--- PAGE EXTRACT ---
This is, in part, a post for myself. They all are, but this is moreso. My day job includes some Geographic Information Services stuff, which is how we say “maps” when we want to be taken seriously as Information Technology professionals. When we make maps, what we really do is have a computer draw polygons, and then put dots on them. A common need is to put a dot in the middle of a polygon. Yes, this sounds silly, but describe your job this abstractly and see how it comes out.

The trouble is polygons can be complicated stuff. Can be, not are. If the polygon is, like, the border of your building’s property it’s probably not too crazy. It’s probably a rectangle, or at least a trapezoid. Maybe there’s a curved boundary. If you need a dot, such as to place the street address or a description of the property, you can make a good guess about where to put it so it’s inside the property and not too close to an edge.

But you can’t always. The polygons can be complicated. Especially if you’re representing stuff that reflects government or scientific or commercial interest. There’s good reasons to be interested in the boundaries between the low-low tide and the high-high tide lines of a beach, but that’s not going to look like anything simple for any realistic property. Finding a representative spot to fix labels or other business gets tricky.

So this crossed my Twitter feed and I’ll probably want to refer back to it at some point. It’s an algorithm, published last August by Vladimir Agafonkin at Mapbox, which uses some computation tricks to find a reasonable center.
--- DATA LINES ---
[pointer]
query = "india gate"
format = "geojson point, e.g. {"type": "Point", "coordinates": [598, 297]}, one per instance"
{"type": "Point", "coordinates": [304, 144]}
---
REQUIRED TASK ▸ In the post about placing dots in polygons, who published the algorithm for finding a reasonable center, and at which company?

THE ANSWER ▸ Vladimir Agafonkin published it at Mapbox.